## TASK BRIEF:
Copy every entry. Do not alter a single word.
INFORMATION SUPPLIED below:
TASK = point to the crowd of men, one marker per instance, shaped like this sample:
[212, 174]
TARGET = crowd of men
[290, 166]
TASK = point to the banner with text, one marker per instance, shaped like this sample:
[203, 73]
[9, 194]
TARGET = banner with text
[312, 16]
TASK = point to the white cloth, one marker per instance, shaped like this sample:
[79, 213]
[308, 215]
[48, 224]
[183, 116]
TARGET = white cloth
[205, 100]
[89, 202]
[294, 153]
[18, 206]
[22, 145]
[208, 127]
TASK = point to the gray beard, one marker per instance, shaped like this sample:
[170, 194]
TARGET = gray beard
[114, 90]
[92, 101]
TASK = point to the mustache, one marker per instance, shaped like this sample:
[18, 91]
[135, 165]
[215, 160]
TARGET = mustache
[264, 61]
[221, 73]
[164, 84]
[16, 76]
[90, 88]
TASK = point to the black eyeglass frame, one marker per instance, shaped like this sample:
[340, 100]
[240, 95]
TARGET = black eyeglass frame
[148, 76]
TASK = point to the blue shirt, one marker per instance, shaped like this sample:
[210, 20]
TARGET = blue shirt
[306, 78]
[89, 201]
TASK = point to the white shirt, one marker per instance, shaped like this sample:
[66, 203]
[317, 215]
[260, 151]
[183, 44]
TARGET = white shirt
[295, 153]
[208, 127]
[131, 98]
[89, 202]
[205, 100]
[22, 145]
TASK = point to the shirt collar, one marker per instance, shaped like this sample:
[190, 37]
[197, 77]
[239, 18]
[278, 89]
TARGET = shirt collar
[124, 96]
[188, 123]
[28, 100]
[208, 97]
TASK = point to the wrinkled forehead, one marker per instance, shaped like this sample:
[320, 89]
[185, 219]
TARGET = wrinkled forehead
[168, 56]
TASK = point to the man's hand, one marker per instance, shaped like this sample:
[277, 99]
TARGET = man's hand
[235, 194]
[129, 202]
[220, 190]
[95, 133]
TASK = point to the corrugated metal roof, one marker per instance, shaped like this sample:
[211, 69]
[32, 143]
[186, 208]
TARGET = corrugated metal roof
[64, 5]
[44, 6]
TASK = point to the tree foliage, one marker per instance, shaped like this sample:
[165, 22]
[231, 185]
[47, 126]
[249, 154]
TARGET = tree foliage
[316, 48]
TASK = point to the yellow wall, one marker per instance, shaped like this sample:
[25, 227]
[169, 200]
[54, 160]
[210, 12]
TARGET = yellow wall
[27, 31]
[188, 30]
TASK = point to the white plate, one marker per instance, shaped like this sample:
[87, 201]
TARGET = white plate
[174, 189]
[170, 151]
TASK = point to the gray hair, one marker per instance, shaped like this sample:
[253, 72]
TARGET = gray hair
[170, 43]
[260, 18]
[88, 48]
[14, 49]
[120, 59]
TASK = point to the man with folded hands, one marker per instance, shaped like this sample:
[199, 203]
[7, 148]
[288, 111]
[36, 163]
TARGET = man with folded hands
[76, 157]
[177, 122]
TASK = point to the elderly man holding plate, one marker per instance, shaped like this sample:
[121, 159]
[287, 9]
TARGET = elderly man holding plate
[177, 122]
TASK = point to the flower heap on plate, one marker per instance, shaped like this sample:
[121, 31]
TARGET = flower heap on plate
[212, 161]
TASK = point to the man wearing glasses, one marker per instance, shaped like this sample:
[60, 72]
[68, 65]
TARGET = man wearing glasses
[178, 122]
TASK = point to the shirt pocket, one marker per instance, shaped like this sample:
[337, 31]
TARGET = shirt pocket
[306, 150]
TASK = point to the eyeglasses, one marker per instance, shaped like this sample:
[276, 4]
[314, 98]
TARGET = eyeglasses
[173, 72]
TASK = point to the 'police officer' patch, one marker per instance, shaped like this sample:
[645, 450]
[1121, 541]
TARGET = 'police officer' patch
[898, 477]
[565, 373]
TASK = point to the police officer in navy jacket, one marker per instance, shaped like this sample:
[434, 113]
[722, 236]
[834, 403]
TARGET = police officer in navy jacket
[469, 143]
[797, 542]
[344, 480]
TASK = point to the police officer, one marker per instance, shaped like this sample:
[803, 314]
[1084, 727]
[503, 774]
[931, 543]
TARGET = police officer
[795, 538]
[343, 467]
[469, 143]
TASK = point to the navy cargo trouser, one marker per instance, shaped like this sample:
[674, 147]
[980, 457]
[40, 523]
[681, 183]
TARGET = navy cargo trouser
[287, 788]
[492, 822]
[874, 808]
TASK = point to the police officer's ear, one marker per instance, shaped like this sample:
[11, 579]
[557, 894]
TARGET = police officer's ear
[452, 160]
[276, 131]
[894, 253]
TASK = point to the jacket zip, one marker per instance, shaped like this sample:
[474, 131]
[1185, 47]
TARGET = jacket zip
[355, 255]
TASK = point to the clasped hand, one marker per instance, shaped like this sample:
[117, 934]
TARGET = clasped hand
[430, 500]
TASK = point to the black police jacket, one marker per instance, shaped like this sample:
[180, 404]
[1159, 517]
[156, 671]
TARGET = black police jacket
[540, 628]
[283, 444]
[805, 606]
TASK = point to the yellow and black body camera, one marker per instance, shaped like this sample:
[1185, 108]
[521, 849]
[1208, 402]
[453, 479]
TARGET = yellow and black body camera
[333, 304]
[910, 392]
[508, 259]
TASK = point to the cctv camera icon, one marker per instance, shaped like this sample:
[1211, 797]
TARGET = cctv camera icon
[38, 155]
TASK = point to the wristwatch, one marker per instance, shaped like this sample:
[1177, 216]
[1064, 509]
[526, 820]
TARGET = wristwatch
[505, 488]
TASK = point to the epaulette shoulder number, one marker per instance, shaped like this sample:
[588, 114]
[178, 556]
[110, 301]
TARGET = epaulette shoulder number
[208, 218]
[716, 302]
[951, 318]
End of INFORMATION SUPPLIED.
## ANSWER TO THE PROBLEM:
TASK = point to the crowd of men, one marker per instance, shaped like this sample:
[212, 174]
TARGET = crowd of men
[290, 166]
TASK = point to the banner with text, one marker per instance, shaped like this sample:
[203, 73]
[9, 194]
TARGET = banner with text
[312, 16]
TASK = point to the white cloth, one marker per instance, shaped like this sample:
[79, 213]
[308, 215]
[48, 224]
[183, 116]
TARGET = white cloth
[205, 100]
[89, 202]
[294, 153]
[18, 206]
[22, 145]
[208, 127]
TASK = point to the gray beard, one marker per instance, shaped like this sample:
[170, 194]
TARGET = gray beard
[114, 90]
[92, 101]
TASK = point to the mustache, one marker per instance, shaped like this sample:
[18, 91]
[135, 165]
[215, 160]
TARGET = mustache
[264, 61]
[221, 73]
[164, 84]
[16, 76]
[90, 88]
TASK = point to the black eyeglass frame, one marker per instance, shaped like this sample:
[340, 100]
[240, 95]
TARGET = black eyeglass frame
[148, 76]
TASK = point to the blue shirt, one marker per instance, shaped like this sample:
[210, 20]
TARGET = blue shirt
[306, 78]
[89, 201]
TASK = point to the white shirt, one marker per instance, shaped like this sample:
[66, 203]
[317, 215]
[260, 151]
[183, 44]
TARGET = white shirt
[295, 153]
[208, 127]
[131, 98]
[89, 202]
[205, 100]
[22, 145]
TASK = point to the shirt collar, one marker per instance, shaped like this sample:
[190, 37]
[197, 77]
[239, 18]
[278, 89]
TARGET = shirt collar
[124, 96]
[188, 123]
[28, 100]
[208, 97]
TASK = point to the wrinkled forehead, one marker per instance, shaped like this sample:
[320, 89]
[185, 219]
TARGET = wrinkled forehead
[168, 56]
TASK = point to the man's hand, one marker per instance, shaped like this sample:
[277, 99]
TARGET = man's hand
[235, 194]
[129, 202]
[220, 190]
[95, 133]
TASK = point to the corrugated metal roof, one marker per instance, shaped like this sample:
[211, 69]
[32, 143]
[186, 208]
TARGET = corrugated metal roof
[64, 5]
[44, 6]
TASK = point to the tree foliage, one marker per instance, shaped like this sample:
[165, 22]
[231, 185]
[47, 126]
[249, 154]
TARGET = tree foliage
[316, 48]
TASK = point to the yellow wall, one marker per instance, shaped like this sample:
[25, 227]
[169, 200]
[54, 160]
[210, 12]
TARGET = yellow wall
[27, 31]
[188, 30]
TASK = point to the white plate, one marker per instance, shaped like this sample:
[87, 201]
TARGET = white plate
[174, 189]
[170, 151]
TASK = point to the gray hair, one marker per instance, shaped like this sample:
[253, 72]
TARGET = gray hair
[170, 43]
[260, 18]
[88, 48]
[14, 49]
[120, 59]
TASK = point to the man with folded hands, one marker per instance, shaped like this sample:
[199, 203]
[7, 148]
[288, 111]
[36, 163]
TARGET = man with folded hands
[76, 157]
[177, 122]
TASK = point to the elderly man holding plate, one marker per instance, shaped like this sample:
[121, 159]
[287, 9]
TARGET = elderly man holding plate
[177, 122]
TASK = point to the flower heap on plate, one marker per instance, shaped like this sample:
[121, 31]
TARGET = flower heap on plate
[212, 161]
TASK = point to the man wearing glasses, one marker per instance, shaped like this sample:
[60, 72]
[68, 65]
TARGET = man wearing glasses
[178, 122]
TASK = point to the shirt pocket, one marker per instance, shaped like this sample:
[337, 31]
TARGET = shirt pocket
[306, 150]
TASK = point to the eyeglasses, one marker per instance, shaped like this sample:
[276, 4]
[314, 98]
TARGET = eyeglasses
[173, 72]
TASK = point to the 'police officer' patch, one marker per instance, shaped like this sample:
[645, 450]
[1121, 541]
TARGET = 'police officer' patch
[898, 477]
[565, 373]
TASK = point to the police officer in navy jacket, one marker per instance, shaped like this sample:
[434, 113]
[722, 236]
[834, 403]
TARGET = police officer in navy jacket
[469, 143]
[797, 542]
[344, 480]
TASK = point to the police officer, one marker per instance, shaped like this sample:
[803, 314]
[1084, 727]
[503, 774]
[931, 543]
TARGET = police officer
[795, 538]
[343, 467]
[469, 143]
TASK = point to the navy cargo trouser, one marker per instance, shaped like this sample:
[674, 147]
[980, 457]
[40, 523]
[681, 183]
TARGET = navy cargo trouser
[287, 788]
[492, 822]
[874, 808]
TASK = point to the police officer's ear, one marker per instance, shaped like this sample:
[11, 579]
[557, 894]
TARGET = police officer's ear
[452, 160]
[276, 131]
[894, 253]
TASK = point to the jacket zip, one marker per instance, shaped like this sample:
[474, 131]
[1185, 47]
TARGET = jacket zip
[355, 255]
TASK = point to the clasped hand, one marker per instance, shaped like this sample:
[117, 934]
TARGET = clasped hand
[430, 500]
TASK = point to the black police jacket, one marker per instance, shaped like this sample:
[180, 404]
[1159, 517]
[156, 671]
TARGET = black police jacket
[540, 628]
[283, 444]
[805, 606]
TASK = point to the yellow and black body camera, one marker per instance, shaped like this sample:
[1185, 108]
[521, 849]
[1208, 402]
[453, 479]
TARGET = yellow and black body camera
[333, 304]
[910, 392]
[508, 259]
TASK = point to the cctv camera icon, one marker per instance, shaped like this sample:
[1211, 797]
TARGET = cctv camera icon
[38, 155]
TASK = point to the wristwatch, one marker per instance, shaped like this sample:
[1177, 216]
[1064, 509]
[526, 820]
TARGET = wristwatch
[505, 488]
TASK = point to the epaulette shoulder number, one marker per instance, shaped like this sample:
[588, 114]
[178, 556]
[110, 301]
TARGET = epaulette shoulder number
[208, 218]
[716, 302]
[951, 318]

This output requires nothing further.